## SOURCE DOCUMENT
▼▼▼
Toroa (2025) is a meditation on migration and my first piece for symphony orchestra. Toroa was read and recorded by the Mannes School of Music orchestra during the composition departments annual orchestral readings in November 2025.

Toroa is the Te Reo Māori name for the Royal Southern Albatross. Toroa are majestic seabirds with wingspans reaching 3 metres. These incredible birds are migratory and spend most of their life in the air, when they do land its in places like the Southern most points of New Zealand. The natural world teaches us that migration is a natural, inevitable and beautiful thing. This work is a meditation on my own migrations from the the north hemisphere, to the south and back. Its also a peaceful and loving act of resistance to the dialogue around immigration that we are having in the United States. Toroa turns the orchestra into an ocean soundscape with harmonic gliss (the seagull harmonic) in the strings, an active percussion section, a reflective piano solo and turning the orchestra into a chorus in the final moments.

Toroa (2025) is under revision and a re-recording will be available in May 2026.

myfanwy : my beloved (2026)

myfanwy : my beloved (2026) is a meditation on homesickness and nostalgia. The piece is a retelling of the Welsh folksong of the same name, “myfanwy”. The track features field recordings from my hometown Te Whanganui-a-tara, (Wellington, New Zealand). The recordings include sounds of the ocean along the East and Kapiti coast of the Wellington region, seagulls, breathing, humming and footsteps. myfanwy : my beloved (2026) was premiered in February 2026 at the first Mannes Composers Concert of the year. It was performed by the composer.

For this composition, I wanted to focus on the experience of performing the work rather than how it sounded. While it is notated, the effect is organic, and the performer has freedom on where to place the musical material against the fixed track. The piece is a moment of rest in a world of chaos, and yet another example of how the sounds of the ocean are part of my musical DNA.

The full performance of myfanwy : my beloved is available on YouTube. The score and track is available for purchase from my store.

solo bass clarinet and fixed track

moon, earth, and back (2026)

flute, violin, viola, double bass

moon, earth, and back (2026) is a meditation on the life of nun, mystic and composer Hildegard von Bingen. The piece was commissioned by the new music ensemble, Astra Collective, in December 2025 and completed in January 2026. It was premiered at the Mercury Lounge in New York City.

The piece is modal and vocal, inspired by the plainsong chant written by Hildegard von Bingen and her study of the stars. The flute carries the opening of the piece with a long, winding, free solo that is open to ad lib ornamentation and decoration. The piece also features an open section for improvisation on the core mode of the piece, this recording features an improvised double bass solo by Billy Popfinger. The piece ends with a Philip Glass-like section to modernise the medieval source material.

moon, earth and back (2026) is currently under revision and will be re-performed by the Astra Collective in April 2026. A full audio and visual recording will be available soon on YouTube. The score will soon be available for purchase from my store.

A huge thank you to my friends in the Astra Collective for their time and generosity.

“When I play music, I want to feel weightless. I want my instrument to vibrate and sing back to me in a song as rich as honey. I want to feel so locked into my body that the air I draw into my lungs is pulled directly from the earth. I want to play with a chosen family who push and pull against each other as reliably as the tides.

I hope to make music that is poetic and inevitable.”
▲▲▲
## INFORMATION SHOWN
▼▼▼
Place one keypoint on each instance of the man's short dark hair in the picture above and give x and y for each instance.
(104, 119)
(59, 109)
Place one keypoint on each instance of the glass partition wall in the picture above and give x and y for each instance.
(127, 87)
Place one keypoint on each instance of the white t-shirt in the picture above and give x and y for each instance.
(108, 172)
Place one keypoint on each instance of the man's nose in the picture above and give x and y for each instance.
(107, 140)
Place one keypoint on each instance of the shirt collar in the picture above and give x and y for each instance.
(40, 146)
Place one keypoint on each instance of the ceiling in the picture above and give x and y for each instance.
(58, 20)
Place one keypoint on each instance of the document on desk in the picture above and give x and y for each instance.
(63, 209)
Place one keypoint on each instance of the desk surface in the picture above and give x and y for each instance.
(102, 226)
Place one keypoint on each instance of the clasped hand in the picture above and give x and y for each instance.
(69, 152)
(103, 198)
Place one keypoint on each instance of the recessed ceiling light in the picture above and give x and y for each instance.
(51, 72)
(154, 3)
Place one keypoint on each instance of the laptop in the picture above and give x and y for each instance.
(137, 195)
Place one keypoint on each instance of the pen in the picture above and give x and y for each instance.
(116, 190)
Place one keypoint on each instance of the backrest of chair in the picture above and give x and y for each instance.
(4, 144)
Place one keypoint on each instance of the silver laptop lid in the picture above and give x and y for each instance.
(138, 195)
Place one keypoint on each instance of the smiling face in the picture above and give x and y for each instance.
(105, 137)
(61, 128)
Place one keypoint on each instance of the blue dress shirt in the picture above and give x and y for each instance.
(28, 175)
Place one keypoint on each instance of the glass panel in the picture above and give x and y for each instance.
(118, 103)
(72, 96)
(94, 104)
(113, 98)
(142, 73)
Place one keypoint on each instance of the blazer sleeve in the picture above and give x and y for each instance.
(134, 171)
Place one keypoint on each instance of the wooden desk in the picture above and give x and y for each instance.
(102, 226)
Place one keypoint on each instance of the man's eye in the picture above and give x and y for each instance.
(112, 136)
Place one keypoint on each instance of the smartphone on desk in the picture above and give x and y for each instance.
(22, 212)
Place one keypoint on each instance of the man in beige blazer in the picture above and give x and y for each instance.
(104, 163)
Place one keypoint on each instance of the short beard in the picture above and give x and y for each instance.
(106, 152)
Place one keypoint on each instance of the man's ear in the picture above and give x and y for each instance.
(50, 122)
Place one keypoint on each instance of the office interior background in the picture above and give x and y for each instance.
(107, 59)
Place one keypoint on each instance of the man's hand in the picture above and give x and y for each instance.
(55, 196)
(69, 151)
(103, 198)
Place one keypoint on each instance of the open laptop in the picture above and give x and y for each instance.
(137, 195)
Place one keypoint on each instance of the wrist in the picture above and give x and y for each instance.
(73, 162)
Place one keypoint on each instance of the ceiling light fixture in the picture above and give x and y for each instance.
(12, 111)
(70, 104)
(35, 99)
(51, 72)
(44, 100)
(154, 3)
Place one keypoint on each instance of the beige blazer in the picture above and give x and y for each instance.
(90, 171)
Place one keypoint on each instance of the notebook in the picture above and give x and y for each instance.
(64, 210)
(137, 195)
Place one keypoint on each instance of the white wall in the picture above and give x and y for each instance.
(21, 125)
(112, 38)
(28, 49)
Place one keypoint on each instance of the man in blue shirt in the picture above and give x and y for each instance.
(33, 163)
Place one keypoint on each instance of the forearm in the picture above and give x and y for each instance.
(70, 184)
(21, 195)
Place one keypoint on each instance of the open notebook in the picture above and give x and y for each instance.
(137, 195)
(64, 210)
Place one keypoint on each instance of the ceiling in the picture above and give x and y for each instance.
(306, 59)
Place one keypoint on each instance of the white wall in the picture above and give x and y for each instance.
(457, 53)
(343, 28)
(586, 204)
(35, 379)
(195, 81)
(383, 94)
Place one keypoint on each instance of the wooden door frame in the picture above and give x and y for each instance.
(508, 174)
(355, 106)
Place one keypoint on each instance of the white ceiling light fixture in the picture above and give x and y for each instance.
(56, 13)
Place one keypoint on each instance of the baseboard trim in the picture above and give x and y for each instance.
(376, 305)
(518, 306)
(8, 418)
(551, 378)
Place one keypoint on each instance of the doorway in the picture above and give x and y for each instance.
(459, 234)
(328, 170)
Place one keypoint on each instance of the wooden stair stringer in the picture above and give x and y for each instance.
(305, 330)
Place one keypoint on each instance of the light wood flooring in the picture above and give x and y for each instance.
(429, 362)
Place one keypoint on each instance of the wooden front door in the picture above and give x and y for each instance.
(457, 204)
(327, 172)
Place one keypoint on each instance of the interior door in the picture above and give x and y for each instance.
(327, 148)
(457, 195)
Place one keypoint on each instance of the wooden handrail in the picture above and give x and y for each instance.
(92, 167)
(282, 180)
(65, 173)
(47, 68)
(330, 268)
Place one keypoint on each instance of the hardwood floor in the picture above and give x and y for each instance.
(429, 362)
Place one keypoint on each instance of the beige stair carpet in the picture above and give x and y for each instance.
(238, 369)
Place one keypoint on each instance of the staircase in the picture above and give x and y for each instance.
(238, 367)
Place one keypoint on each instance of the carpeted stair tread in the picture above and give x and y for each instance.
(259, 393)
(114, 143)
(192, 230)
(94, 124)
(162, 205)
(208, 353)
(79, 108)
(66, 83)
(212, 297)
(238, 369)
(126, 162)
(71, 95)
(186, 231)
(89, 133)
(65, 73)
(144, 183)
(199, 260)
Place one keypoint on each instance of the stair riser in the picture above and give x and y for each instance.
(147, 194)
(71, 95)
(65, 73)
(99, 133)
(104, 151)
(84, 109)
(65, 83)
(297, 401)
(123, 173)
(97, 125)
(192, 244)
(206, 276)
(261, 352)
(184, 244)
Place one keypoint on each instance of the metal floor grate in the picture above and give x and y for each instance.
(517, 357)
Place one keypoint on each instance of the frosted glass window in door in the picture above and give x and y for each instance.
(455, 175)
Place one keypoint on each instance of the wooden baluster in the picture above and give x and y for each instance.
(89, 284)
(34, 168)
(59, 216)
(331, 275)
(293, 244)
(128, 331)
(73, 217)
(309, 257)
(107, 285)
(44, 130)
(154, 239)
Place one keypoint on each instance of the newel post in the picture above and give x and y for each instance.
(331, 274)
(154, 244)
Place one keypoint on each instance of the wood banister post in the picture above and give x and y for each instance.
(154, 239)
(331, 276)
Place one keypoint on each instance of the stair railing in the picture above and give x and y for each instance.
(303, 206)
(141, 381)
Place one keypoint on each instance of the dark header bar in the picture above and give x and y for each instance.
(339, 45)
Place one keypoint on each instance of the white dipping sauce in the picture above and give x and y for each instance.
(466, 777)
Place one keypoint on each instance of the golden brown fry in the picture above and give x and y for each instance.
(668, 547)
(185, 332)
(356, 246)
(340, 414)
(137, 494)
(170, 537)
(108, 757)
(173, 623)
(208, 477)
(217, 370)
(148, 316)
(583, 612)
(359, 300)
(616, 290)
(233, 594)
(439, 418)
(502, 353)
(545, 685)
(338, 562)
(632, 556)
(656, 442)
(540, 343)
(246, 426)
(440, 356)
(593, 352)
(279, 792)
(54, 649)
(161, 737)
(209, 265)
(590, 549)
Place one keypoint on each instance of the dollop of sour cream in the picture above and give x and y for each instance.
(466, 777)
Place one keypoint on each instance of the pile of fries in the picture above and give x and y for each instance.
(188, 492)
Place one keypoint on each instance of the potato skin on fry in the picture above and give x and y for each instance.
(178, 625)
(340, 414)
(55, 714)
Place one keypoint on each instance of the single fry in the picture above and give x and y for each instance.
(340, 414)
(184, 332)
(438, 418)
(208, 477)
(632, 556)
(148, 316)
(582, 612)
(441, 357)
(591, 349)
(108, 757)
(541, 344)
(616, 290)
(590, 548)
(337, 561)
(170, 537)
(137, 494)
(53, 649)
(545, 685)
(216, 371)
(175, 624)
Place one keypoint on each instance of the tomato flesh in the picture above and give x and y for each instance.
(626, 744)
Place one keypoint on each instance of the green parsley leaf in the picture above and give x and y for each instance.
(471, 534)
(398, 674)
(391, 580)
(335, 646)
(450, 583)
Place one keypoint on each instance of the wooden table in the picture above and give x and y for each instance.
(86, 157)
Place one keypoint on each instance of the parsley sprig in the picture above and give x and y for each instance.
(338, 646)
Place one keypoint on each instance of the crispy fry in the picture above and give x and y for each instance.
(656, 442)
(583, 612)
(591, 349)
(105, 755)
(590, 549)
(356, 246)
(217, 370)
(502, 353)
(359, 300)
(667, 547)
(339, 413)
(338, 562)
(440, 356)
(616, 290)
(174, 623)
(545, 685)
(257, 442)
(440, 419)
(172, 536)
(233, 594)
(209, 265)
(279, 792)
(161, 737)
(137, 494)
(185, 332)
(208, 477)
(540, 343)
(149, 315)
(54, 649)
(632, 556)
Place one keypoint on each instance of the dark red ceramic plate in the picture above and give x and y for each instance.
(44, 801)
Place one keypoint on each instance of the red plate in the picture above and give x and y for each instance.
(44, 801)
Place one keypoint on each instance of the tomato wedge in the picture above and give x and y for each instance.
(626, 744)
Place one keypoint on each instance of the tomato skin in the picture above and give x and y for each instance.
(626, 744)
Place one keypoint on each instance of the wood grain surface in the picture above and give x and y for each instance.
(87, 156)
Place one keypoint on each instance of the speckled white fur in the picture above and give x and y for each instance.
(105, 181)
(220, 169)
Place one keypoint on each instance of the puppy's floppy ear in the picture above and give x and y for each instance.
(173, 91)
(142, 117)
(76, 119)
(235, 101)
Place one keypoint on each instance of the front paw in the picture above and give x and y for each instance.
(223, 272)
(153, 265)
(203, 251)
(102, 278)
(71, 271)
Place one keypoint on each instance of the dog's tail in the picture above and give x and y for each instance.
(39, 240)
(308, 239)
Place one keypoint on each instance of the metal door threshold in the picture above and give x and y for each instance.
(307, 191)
▲▲▲
## PARTS OF THE EXERCISE
**a)** Answer these questions from the program notes, one answer per line, marked the same way:
(i) What does the Te Reo Māori name Toroa refer to?
(ii) When and at what event was myfanwy : my beloved premiered?
(iii) Who plays the improvised double bass solo in the recording of moon, earth, and back?
**b)** Do these statements agree with the program notes? Answer yes or no for each, and quote the words that decide it.
(i) Toroa was recorded by the Mannes School of Music orchestra.
(ii) myfanwy : my beloved is scored for solo flute and fixed track.
(iii) The Astra Collective commissioned moon, earth, and back in January 2026.
**c)** Write out the program notes between "moon, earth and" and "as the tides.", inclusive, swapping "April 2026" for "May 2026".
You won't need the records for any of this.

## SOLVED PROBLEMS
**a)**
(i) The Royal Southern Albatross.
(ii) In February 2026, at the first Mannes Composers Concert of the year.
(iii) Billy Popfinger.

**b)**
(i) Yes: "Toroa was read and recorded by the Mannes School of Music orchestra"
(ii) No: "solo bass clarinet and fixed track"
(iii) No: "commissioned by the new music ensemble, Astra Collective, in December 2025 and completed in January 2026"

**c)**
moon, earth and back (2026) is currently under revision and will be re-performed by the Astra Collective in May 2026. A full audio and visual recording will be available soon on YouTube. The score will soon be available for purchase from my store.

A huge thank you to my friends in the Astra Collective for their time and generosity.

“When I play music, I want to feel weightless. I want my instrument to vibrate and sing back to me in a song as rich as honey. I want to feel so locked into my body that the air I draw into my lungs is pulled directly from the earth. I want to play with a chosen family who push and pull against each other as reliably as the tides.